**Zu bearbeitende Aufgaben:**
• A. Bei welcher Organisation ist Arndt Müller laut dem Textauszug über die Direktkandidaten beschäftigt?
• B. Setzen Sie den Textauszug über die Direktkandidaten dort fort, wo er endet.

**Ausgewählter Textauszug:**
• • • • • • •

In Sachen Agrarkompetenz sehen sie sich mit ihren Direktkandidaten Arndt Müller (WK Schwerin II) und Claudia Schulz (WK Hansestadt Rostock II) gut aufgestellt. Müller ist Diplombiologe, lebt in Schwerin und ist Mitarbeiter der Deutschen Gesellschaft für Ernährung (DGE). Ehrenamtlich engagiert er sich in der Landesarbeitsgemeinschaft Landwirtschaft und Naturschutz der Grünen und im BUND. Er tritt u. a. für mehr Ökolandbau und die Neuausrichtung der Agrarförderung ein. Die Rostockerin Claudia Schulz ist Diplomagraringenieurin (Agrarökologie) und arbeitet als Bildungsreferentin im Umwelt- und Nachhaltigkeitsbereich. 2018 bis 2020 war sie Landesvorsitzende der Grünen. Sie ist Sprecherin der LAG Landwirtschaft und Naturschutz und setzt sich für eine regionale, ökologische und nachhaltige Landwirtschaft ein. Wegen der Klimarelevanz will sie die Wiedervernässung von Mooren und neue Bewirtschaftungsmöglichkeiten auf diesen Standorten vorantreiben.

• • • • • • •

**Gegebenes Material:**

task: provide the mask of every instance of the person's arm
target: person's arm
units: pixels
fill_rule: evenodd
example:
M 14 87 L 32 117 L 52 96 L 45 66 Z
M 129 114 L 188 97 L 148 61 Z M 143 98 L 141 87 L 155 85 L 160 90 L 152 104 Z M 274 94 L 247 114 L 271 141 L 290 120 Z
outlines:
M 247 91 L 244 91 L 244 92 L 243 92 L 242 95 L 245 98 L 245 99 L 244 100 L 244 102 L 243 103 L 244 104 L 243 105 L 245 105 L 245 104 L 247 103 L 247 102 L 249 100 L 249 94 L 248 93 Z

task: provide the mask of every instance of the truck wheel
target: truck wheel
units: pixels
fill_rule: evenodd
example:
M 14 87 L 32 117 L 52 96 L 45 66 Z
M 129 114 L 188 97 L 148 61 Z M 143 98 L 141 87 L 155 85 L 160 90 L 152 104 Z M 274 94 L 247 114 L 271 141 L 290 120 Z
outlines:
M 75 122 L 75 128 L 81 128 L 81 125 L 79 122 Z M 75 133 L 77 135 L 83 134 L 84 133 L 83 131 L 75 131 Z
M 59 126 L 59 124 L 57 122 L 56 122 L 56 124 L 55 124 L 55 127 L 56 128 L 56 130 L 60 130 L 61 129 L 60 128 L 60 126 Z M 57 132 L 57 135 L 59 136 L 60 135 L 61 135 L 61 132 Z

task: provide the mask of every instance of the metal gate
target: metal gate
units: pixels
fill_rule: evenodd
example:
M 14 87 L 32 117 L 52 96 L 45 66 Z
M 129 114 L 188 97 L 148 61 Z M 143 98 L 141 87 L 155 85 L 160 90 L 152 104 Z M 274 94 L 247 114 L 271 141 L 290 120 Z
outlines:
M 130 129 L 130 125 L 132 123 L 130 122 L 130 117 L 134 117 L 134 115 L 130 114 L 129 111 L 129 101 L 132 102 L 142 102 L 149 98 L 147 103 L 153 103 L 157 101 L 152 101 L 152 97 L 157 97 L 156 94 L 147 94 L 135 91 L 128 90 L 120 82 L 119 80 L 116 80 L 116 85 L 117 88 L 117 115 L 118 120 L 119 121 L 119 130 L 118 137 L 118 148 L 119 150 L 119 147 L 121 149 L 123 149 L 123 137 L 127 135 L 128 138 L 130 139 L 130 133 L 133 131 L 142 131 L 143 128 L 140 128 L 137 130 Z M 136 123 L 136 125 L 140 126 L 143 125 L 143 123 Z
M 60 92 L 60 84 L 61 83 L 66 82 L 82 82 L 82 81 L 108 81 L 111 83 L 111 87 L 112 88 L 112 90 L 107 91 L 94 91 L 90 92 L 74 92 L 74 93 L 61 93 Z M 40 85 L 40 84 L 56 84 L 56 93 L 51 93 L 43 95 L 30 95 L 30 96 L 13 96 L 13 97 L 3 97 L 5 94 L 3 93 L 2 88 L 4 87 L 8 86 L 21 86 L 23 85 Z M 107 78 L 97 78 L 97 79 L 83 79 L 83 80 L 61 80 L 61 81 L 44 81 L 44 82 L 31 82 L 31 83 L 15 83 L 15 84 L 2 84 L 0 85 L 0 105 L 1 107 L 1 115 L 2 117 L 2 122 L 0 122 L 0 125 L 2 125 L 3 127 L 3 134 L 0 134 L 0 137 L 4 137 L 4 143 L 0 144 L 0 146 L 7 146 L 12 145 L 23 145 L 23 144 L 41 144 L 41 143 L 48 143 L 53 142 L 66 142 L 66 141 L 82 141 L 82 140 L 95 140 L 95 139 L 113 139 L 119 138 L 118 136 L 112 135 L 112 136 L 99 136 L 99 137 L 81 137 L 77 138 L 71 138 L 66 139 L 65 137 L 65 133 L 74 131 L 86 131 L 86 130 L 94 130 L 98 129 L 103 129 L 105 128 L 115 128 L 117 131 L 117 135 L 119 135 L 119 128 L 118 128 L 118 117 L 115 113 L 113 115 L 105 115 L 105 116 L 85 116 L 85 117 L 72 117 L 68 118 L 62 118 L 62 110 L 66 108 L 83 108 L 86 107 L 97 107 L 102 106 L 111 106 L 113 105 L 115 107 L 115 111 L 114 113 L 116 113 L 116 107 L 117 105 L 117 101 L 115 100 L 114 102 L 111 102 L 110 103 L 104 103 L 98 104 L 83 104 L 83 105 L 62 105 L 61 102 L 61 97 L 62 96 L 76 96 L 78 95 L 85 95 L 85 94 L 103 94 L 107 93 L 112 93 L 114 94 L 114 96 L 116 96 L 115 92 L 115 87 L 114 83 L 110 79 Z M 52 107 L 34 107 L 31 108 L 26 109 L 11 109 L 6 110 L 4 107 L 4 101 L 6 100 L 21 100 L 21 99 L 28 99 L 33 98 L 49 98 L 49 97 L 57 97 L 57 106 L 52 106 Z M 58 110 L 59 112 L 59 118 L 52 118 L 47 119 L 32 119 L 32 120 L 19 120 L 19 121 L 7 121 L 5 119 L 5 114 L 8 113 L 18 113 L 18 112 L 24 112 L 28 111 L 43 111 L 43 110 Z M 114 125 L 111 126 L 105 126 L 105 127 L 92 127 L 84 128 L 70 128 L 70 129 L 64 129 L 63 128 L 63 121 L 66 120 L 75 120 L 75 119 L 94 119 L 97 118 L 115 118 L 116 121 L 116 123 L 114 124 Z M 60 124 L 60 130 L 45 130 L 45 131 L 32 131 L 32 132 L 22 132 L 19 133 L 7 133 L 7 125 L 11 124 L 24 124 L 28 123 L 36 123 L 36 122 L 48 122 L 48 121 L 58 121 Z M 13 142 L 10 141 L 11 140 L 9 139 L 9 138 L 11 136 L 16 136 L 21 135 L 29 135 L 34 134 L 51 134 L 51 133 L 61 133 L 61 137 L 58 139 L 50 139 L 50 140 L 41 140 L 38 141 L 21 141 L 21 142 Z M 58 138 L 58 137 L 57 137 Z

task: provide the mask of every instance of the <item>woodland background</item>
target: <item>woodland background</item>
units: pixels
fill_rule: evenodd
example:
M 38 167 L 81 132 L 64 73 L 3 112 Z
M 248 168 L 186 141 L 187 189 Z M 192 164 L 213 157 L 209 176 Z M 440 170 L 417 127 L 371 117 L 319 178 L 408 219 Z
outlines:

• • • • • • •

**Antworten je Aufgabe:**
• A. Bei der Deutschen Gesellschaft für Ernährung (DGE).

• B.
Mit Daniel Bohl hat die FDP MV seit Jahren einen ausgewiesenen Agrarexperten. Der Diplomagraringenieur und stellvertretende Vorsitzende der Wariner Pflanzenbau eG, der auch Vorsitzender des Kreisbauernverbandes Nordwestmecklenburg ist, tritt ebenfalls am 26. September an – für den Bundestag.
Für den Landtag kandidieren als Direktkandidaten Landwirtin Luise Vogler aus Palingen im WK Nordwestmecklenburg II und der studierte Landwirt Conrad Waydelin, Geschäftsführer der Wöda Wöpkendorfer Agrar GmbH, im WK Vorpommern-Rügen II-Stralsund III. In der Landesliste rangiert Vogler auf Platz elf vor Waydelin. Die FDP steht in den Umfragen bei acht Prozent. „Damit kommen über die Liste aber höchstens fünf bis sechs Kandidaten ins Parlament. Deshalb müssen wir weiter zulegen“, so Luise Vogler.